Rows:
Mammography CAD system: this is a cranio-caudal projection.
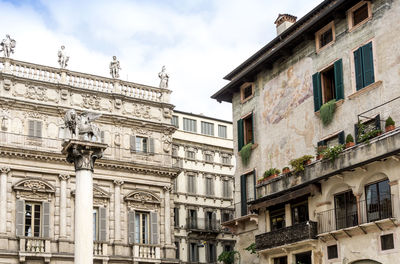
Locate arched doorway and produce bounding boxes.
[351,259,382,264]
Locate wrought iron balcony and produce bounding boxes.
[317,195,395,234]
[256,221,317,250]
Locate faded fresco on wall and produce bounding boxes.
[262,58,313,124]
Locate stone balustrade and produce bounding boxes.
[133,244,160,259]
[0,58,171,103]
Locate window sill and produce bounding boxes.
[314,99,344,117]
[347,81,382,100]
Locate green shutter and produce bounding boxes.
[354,48,364,91]
[240,175,247,216]
[361,42,375,87]
[334,59,344,101]
[312,72,322,112]
[237,119,244,151]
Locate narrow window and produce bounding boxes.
[327,245,338,259]
[381,234,394,250]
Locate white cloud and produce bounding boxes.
[0,0,320,120]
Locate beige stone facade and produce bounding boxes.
[0,58,180,263]
[213,0,400,264]
[172,111,235,263]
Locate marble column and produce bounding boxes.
[164,186,172,246]
[62,140,107,264]
[0,167,10,234]
[58,174,70,238]
[114,180,124,241]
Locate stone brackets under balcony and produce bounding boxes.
[256,221,317,251]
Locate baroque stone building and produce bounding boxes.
[172,111,235,263]
[0,58,180,263]
[212,0,400,264]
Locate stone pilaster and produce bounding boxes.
[114,180,124,241]
[0,167,10,234]
[58,174,70,238]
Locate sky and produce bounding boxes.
[0,0,321,120]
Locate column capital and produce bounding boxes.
[58,174,71,181]
[0,166,11,174]
[114,180,124,186]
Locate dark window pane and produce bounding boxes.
[381,234,394,250]
[328,245,338,259]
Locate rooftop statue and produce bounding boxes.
[158,66,169,89]
[110,56,121,79]
[64,109,101,143]
[0,35,17,58]
[58,45,69,69]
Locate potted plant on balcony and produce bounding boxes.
[385,116,396,132]
[239,143,253,166]
[282,167,290,174]
[315,146,326,160]
[264,168,281,180]
[290,155,313,173]
[346,134,355,148]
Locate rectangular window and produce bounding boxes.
[270,208,286,231]
[334,191,358,229]
[312,59,344,112]
[218,125,227,138]
[237,113,254,151]
[25,202,42,237]
[315,21,335,51]
[187,175,196,193]
[354,42,375,91]
[28,120,42,138]
[186,150,196,159]
[292,201,309,225]
[327,245,338,259]
[171,116,179,128]
[135,212,150,244]
[240,171,256,216]
[222,180,231,198]
[206,178,214,196]
[183,117,197,133]
[274,256,287,264]
[365,180,392,222]
[381,234,394,250]
[201,121,214,136]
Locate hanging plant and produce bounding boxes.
[319,99,336,126]
[239,143,253,166]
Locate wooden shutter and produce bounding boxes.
[338,131,345,144]
[149,138,154,154]
[129,135,136,152]
[150,212,158,244]
[128,211,135,244]
[354,48,364,91]
[42,202,50,238]
[99,207,107,242]
[333,59,344,101]
[312,72,322,112]
[361,42,375,87]
[240,175,247,216]
[15,199,25,237]
[28,120,35,137]
[237,119,244,151]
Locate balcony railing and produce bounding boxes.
[317,195,394,234]
[0,131,172,168]
[132,244,160,259]
[186,218,221,232]
[256,221,317,250]
[0,58,170,103]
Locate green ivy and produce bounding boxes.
[319,99,336,126]
[290,155,313,173]
[239,143,253,166]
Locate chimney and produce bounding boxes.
[275,14,297,36]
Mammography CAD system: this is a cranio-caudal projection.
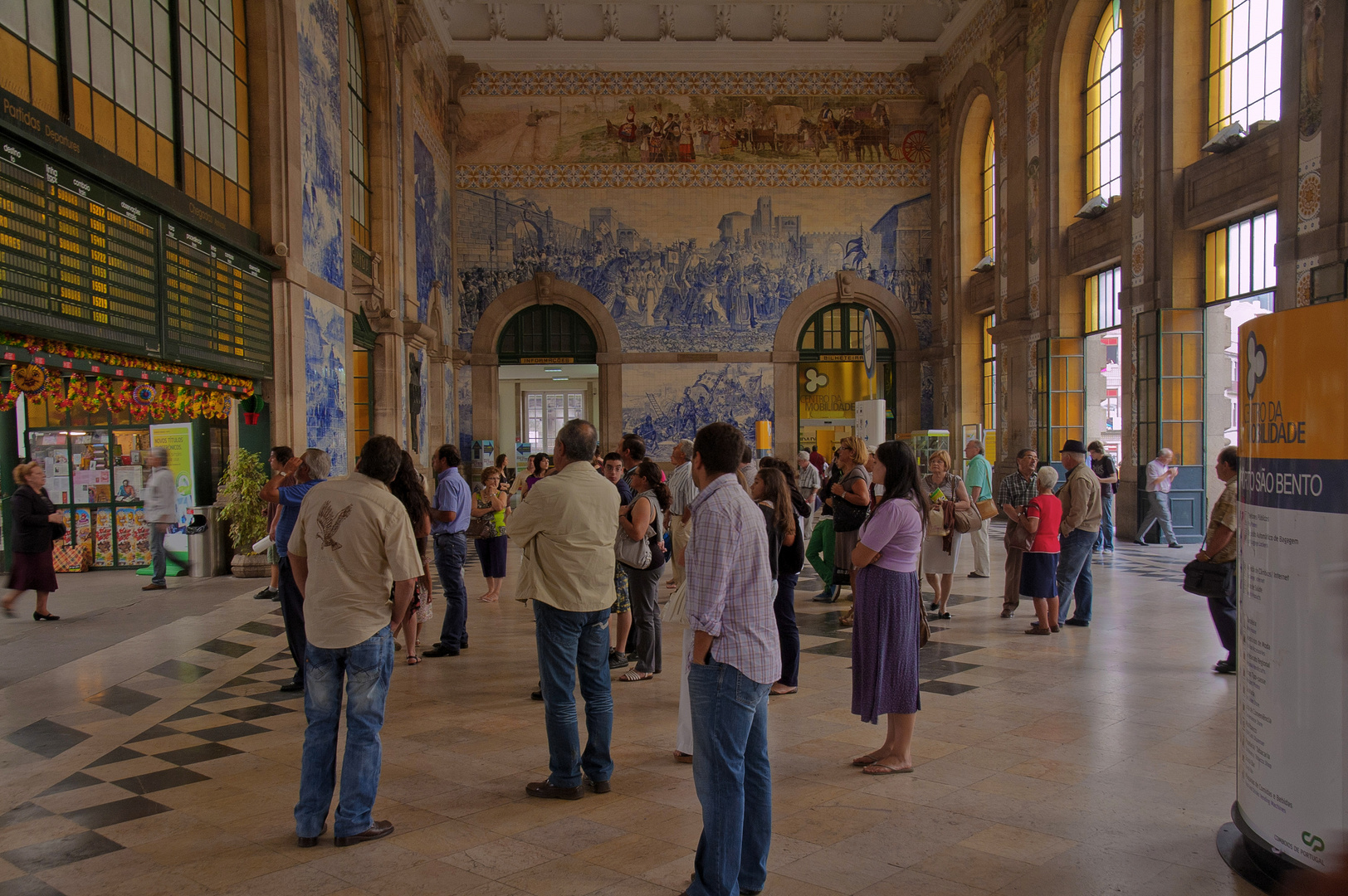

Required work:
Rescale the lines from the first one through the line with "[328,245,338,259]", both included, and give them again with their requests. Multiply every bounding box coordinate in the answers by 1.55 and round each to a whole number, with halves rounded up. Leave the pictures out.

Solution to the problem:
Mammography CAD system: this is a cranio-caudal projection.
Locate arched doorway and produce bounding boxes.
[544,401,592,409]
Locate wrought iron balcony and produce bounding boxes.
[491,302,612,363]
[397,343,491,388]
Locate faded fresco on wall and produce bounding boxes.
[406,90,485,192]
Locate stone balustrade and produce bounding boxes.
[206,378,248,401]
[0,90,265,160]
Locate window sill and produce bounding boxes.
[487,153,533,181]
[538,126,592,155]
Locate green shutter and produce bounding boxes.
[549,74,564,141]
[372,271,383,335]
[560,65,581,135]
[518,91,533,157]
[484,112,499,174]
[367,184,378,234]
Locate narrow window and produce bounding boxes.
[507,380,524,401]
[591,363,611,388]
Locate white cloud and produce bounding boxes.
[0,0,496,186]
Locate beige stone facade and produce bounding boxes.
[0,90,279,408]
[330,0,620,409]
[267,172,364,408]
Locate marble column and produce bounding boxes.
[254,288,267,381]
[96,217,166,409]
[0,259,16,363]
[90,270,109,369]
[177,279,192,374]
Locate stone brackets under balcony and produce bounding boxes.
[397,343,491,389]
Locate baroque stone building and produce bounding boxes.
[267,172,364,408]
[0,90,279,408]
[329,0,620,409]
Locate stone pilaster and produce bounding boxes.
[177,279,192,374]
[0,259,16,363]
[90,270,109,369]
Locate sky and produce bounding boxes.
[0,0,498,186]
Locate column capital and produce bounding boxes.
[90,270,110,281]
[0,257,17,270]
[177,279,192,288]
Locate dark window pane and produce bounding boxes.
[591,363,611,388]
[508,380,524,401]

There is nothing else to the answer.